PAGE TEXT ▸
Koonalda Cave is a cave in the Australian state of South Australia, on the Nullarbor Plain. It is located within the Nullarbor Wilderness Protection Area, 99 kilometres (62 mi) west of the Nullarbor roadhouse and 97 kilometres (60 mi) north east from Eucla It is notable as an archeological site.

I.D. Lewis described the cave in 1976 as:

Large doline 60m in diam. and 25m deep; talus slope to two main large passages connected by a high window; total length of cave 1200m; three lakes at -80m; narrow airspace beyond third lake leads to 45m diam. dome and lake; another 30m sump leads off this...

Thousands of square metres in the cave are covered in parallel finger-marked geometric lines and patterns, Aboriginal Australian artwork which has been dated as 20,000 years old.

The cave was abandoned 19,000 years ago, and rediscovered by archeologists in 1956. Analysis of finger markings and archaeological deposits showed that Aboriginal people used the cave 22,000 years ago.

The cave was explored by an expedition led by Captain J. M. Thompson in 1935. The team entered the cave by a ladder and found themselves in a chamber 244 metres (800 ft) in circumference and walked down tunnels over 366 metres (1,200 ft) in length.

In the 1960s, the cave was excavated by Alexandor Gallus, who found that Aboriginal people had mined flint there.

Koonalda Cave was declared a prohibited area under the South Australian Aboriginal and Historic Relics Preservation Act 1965 on 30 May 1968. It was listed on the South Australian Heritage Register on 4 March 1993 and inscribed onto the Australian National Heritage List on 15 October 2014. It was also listed on the now-defunct Register of the National Estate.

In December 2022, it was reported that some of the artwork was destroyed by vandals who had illegally gained access to the cave at some time since June, prompting calls from the local Mirning people, who consider the site to be sacred, for the state and federal governments to improve security and legal protection for the cave. In March 2023 the Australian Government pledged $400,000 to improve the security of the cave, including the installation of cameras.

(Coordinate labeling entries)

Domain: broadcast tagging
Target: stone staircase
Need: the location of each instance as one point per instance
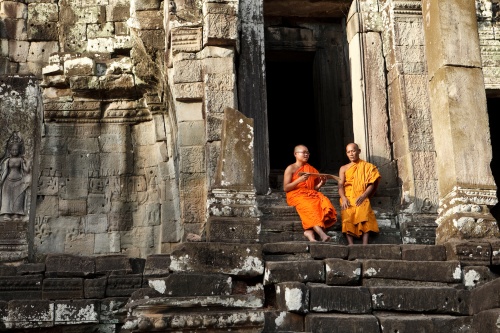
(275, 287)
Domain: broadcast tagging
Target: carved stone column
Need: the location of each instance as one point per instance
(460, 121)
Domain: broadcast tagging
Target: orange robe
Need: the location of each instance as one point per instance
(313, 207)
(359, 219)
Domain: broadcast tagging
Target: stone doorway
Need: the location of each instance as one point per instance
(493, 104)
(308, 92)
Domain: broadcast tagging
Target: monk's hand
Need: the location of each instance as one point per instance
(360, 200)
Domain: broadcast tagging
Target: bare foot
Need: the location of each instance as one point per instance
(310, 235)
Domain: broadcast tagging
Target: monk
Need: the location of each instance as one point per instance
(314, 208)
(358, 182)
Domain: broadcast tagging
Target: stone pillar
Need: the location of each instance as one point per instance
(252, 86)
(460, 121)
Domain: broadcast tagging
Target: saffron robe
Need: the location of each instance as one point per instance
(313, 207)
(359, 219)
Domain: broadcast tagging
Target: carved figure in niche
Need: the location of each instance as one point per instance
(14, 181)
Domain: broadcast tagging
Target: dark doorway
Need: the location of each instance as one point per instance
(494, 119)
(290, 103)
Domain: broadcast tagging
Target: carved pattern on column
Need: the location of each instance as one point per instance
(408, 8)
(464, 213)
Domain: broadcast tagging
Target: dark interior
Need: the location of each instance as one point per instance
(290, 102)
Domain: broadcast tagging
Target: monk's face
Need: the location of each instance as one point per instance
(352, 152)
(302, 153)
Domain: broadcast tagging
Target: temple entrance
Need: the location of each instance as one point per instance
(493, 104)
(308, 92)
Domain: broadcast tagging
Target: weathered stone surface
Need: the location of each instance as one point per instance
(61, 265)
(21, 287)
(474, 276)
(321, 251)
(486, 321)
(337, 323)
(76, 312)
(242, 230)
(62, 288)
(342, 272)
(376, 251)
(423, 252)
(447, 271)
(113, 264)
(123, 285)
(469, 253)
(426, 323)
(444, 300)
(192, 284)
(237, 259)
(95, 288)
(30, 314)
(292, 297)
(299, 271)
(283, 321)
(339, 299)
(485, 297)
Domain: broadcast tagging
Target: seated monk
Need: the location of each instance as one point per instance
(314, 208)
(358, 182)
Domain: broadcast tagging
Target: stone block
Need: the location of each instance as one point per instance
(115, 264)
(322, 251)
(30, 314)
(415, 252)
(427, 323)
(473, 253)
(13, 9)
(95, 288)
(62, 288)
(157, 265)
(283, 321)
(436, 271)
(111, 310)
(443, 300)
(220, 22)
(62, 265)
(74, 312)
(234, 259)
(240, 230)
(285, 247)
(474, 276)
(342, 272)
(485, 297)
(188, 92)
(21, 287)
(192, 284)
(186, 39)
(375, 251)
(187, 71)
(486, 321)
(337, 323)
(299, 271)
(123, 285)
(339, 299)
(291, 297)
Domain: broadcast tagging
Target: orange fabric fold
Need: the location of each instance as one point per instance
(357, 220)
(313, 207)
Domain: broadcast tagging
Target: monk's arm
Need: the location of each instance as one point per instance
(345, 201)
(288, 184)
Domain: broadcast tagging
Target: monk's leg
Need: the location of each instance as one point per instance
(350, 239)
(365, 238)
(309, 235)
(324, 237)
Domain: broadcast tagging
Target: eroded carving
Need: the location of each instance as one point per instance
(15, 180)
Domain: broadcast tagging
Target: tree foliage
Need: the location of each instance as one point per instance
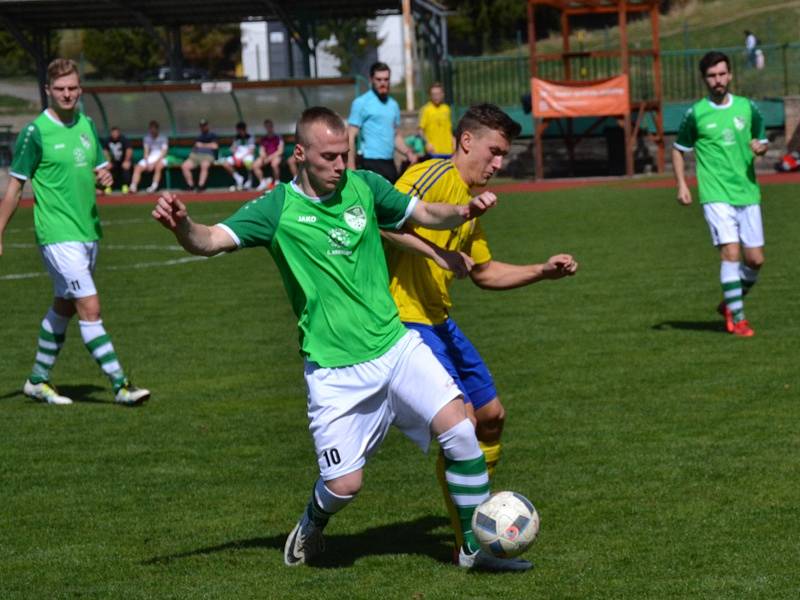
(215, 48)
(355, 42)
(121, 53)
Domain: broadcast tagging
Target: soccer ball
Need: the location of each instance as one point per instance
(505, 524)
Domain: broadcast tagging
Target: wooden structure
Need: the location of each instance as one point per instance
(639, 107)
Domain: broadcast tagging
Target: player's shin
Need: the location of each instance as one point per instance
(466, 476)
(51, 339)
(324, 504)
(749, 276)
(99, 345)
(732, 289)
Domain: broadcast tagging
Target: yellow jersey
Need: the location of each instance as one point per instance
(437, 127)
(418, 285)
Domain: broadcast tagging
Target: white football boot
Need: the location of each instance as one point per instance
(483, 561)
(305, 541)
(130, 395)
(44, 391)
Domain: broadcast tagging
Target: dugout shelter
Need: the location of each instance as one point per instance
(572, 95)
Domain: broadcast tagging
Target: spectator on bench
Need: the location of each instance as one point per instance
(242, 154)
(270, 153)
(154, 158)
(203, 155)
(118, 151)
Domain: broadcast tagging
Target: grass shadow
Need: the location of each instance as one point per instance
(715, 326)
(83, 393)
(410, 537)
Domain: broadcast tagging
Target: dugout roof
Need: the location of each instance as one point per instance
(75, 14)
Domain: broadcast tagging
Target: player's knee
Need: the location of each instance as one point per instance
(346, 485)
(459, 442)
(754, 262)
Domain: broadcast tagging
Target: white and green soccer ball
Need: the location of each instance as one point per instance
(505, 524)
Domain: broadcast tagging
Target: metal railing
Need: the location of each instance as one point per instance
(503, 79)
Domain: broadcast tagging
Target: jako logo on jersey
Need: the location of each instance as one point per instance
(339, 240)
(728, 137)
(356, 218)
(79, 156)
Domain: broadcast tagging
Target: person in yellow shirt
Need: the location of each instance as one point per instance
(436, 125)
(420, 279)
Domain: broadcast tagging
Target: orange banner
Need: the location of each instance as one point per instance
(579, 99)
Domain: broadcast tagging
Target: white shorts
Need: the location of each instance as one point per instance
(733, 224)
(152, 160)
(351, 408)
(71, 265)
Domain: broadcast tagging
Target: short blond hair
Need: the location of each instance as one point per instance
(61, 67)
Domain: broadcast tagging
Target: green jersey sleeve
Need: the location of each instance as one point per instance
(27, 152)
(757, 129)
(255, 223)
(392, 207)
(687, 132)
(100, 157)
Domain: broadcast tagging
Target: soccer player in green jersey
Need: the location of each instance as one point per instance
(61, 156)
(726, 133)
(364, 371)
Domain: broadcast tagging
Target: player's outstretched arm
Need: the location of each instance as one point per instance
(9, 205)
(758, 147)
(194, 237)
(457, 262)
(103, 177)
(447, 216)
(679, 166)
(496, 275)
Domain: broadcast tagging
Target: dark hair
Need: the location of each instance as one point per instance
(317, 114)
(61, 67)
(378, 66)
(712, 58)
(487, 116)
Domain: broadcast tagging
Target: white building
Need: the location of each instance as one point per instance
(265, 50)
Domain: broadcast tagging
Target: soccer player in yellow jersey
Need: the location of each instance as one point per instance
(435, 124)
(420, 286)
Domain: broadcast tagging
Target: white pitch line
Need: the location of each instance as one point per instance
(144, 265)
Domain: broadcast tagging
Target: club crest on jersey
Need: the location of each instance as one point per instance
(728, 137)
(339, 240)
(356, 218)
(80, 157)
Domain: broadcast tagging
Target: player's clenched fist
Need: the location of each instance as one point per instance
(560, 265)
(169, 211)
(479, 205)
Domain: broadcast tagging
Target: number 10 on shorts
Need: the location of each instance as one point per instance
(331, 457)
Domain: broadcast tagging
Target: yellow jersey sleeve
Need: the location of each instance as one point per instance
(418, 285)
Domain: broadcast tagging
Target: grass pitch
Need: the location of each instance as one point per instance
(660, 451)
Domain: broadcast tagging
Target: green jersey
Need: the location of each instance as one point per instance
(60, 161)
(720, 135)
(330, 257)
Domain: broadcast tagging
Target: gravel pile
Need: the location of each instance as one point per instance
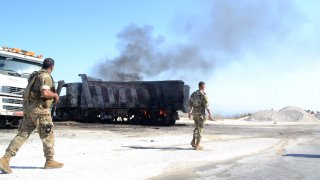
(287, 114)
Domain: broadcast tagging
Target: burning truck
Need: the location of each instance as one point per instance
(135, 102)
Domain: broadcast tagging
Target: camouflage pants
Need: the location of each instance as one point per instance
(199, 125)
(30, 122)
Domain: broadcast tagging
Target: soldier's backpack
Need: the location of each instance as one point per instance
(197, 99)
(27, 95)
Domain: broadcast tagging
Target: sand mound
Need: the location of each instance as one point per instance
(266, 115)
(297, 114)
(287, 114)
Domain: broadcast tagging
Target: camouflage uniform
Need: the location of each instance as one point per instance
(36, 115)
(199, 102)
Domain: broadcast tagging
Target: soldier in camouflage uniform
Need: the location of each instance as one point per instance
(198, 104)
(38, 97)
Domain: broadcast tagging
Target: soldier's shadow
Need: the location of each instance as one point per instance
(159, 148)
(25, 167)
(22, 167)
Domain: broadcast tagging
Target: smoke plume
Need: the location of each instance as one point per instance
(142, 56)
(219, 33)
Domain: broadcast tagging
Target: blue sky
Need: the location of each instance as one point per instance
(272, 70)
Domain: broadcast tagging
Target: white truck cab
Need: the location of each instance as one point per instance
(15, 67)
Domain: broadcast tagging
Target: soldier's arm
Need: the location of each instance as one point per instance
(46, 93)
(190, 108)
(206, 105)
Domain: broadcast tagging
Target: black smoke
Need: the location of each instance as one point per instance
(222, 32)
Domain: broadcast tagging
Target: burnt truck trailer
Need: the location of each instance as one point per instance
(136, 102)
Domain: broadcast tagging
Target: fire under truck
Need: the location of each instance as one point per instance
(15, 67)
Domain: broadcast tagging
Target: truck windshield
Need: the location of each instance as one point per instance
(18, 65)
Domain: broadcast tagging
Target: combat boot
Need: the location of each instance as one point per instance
...
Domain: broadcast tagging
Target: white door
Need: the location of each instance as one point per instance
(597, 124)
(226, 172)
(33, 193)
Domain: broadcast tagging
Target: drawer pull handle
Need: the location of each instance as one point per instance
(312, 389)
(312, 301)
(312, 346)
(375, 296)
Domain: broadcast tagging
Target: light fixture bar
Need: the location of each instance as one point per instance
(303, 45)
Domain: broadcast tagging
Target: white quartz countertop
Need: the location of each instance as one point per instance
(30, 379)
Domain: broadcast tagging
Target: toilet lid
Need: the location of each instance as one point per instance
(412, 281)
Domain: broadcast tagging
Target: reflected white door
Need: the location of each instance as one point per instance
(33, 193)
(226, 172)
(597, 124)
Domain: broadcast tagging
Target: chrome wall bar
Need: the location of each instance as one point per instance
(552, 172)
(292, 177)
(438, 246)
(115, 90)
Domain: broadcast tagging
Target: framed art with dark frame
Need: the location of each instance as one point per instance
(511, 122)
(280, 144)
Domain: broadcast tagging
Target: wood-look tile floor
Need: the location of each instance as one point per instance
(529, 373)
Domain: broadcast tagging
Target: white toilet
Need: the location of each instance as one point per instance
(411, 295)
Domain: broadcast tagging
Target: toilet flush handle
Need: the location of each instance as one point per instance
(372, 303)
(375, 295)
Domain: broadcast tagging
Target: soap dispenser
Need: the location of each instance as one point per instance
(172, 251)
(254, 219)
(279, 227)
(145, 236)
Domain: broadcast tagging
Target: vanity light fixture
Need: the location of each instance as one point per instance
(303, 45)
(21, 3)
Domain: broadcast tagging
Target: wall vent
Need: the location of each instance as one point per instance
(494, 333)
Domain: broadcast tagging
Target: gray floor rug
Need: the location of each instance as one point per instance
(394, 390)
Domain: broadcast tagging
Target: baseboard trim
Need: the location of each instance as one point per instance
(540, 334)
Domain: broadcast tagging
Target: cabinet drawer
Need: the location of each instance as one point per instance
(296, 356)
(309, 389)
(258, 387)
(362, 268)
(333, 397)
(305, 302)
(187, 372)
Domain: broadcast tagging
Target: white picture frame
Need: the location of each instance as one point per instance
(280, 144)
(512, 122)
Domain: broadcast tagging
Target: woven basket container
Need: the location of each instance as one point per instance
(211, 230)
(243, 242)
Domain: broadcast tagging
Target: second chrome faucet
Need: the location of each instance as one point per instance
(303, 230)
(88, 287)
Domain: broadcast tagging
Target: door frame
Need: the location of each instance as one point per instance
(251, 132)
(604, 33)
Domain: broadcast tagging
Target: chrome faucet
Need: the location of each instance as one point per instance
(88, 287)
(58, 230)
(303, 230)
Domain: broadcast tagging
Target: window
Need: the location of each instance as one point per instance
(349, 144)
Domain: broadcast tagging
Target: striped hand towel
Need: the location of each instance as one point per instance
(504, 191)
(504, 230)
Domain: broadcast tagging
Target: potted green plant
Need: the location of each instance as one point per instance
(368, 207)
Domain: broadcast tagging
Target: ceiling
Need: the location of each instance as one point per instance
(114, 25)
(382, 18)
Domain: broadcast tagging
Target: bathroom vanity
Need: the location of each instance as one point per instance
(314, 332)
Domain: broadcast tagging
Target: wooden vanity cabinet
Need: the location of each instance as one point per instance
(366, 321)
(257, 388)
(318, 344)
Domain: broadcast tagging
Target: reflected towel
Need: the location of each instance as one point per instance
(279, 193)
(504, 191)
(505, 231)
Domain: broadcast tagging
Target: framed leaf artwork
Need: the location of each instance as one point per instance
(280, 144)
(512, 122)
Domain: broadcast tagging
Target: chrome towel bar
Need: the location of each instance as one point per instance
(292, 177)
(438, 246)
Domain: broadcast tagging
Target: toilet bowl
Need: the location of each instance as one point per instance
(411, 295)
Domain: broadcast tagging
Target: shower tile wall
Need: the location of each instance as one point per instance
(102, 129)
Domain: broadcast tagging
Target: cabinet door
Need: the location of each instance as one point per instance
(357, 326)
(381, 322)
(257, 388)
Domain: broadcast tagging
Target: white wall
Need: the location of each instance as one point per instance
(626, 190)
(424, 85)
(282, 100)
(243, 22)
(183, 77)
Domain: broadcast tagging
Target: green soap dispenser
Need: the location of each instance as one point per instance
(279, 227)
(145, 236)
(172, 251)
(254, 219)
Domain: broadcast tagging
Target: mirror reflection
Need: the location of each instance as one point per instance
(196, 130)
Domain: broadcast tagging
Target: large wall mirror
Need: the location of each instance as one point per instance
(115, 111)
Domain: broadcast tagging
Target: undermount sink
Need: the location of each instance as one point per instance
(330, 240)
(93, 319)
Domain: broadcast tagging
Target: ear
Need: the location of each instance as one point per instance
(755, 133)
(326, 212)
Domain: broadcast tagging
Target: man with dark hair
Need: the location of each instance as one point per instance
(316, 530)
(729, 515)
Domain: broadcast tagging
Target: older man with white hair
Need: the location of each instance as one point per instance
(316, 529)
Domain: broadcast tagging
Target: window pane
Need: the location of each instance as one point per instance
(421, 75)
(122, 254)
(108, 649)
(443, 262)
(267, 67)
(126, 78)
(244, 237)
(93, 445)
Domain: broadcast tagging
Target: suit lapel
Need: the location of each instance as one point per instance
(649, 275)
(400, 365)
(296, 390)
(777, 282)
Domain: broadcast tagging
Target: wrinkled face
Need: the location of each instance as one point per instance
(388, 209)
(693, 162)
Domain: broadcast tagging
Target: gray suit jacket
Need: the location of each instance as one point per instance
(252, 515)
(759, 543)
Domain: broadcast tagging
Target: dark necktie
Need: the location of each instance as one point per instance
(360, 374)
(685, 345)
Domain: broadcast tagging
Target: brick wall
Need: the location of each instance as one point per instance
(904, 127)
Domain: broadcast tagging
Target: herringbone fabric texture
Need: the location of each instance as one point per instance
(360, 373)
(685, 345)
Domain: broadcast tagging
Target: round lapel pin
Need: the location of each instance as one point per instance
* * *
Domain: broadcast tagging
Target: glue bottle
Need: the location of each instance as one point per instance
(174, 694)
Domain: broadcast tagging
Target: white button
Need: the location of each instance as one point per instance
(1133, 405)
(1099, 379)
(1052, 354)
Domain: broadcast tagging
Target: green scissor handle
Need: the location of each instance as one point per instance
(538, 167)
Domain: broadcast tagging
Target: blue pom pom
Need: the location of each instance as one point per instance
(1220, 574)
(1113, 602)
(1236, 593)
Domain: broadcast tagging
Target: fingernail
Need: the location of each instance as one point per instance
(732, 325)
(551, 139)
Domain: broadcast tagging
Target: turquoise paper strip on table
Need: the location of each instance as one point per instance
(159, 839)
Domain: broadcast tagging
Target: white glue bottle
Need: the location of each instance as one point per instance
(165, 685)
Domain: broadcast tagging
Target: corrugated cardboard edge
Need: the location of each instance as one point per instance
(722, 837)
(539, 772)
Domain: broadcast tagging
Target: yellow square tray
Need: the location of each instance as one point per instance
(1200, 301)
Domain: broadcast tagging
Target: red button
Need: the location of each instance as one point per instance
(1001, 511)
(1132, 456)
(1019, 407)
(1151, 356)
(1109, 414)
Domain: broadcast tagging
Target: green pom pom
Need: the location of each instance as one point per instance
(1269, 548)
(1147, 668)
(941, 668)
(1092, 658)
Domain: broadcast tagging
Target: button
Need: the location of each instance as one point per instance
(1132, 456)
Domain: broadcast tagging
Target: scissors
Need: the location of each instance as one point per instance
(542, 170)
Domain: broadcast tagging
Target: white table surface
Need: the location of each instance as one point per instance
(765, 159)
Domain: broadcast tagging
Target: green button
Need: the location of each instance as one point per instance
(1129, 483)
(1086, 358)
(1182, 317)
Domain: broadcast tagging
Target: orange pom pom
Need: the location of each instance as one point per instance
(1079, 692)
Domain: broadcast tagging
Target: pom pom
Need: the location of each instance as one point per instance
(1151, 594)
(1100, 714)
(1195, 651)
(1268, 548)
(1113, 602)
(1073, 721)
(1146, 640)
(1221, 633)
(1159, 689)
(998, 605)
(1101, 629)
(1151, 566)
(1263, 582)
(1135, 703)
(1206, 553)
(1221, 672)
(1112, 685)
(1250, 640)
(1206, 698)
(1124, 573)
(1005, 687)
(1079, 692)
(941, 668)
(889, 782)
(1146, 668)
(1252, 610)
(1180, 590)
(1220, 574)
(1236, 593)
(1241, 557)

REQUIRED TASK 1 ▸
In the Koonalda Cave text, who led the expedition that explored the cave in 1935?
REQUIRED TASK 2 ▸
Repeat the Koonalda Cave text from "Thousands of square" to "22,000 years ago.".

RESULT 1 ▸
Captain J. M. Thompson

RESULT 2 ▸
Thousands of square metres in the cave are covered in parallel finger-marked geometric lines and patterns, Aboriginal Australian artwork which has been dated as 20,000 years old.

The cave was abandoned 19,000 years ago, and rediscovered by archeologists in 1956. Analysis of finger markings and archaeological deposits showed that Aboriginal people used the cave 22,000 years ago.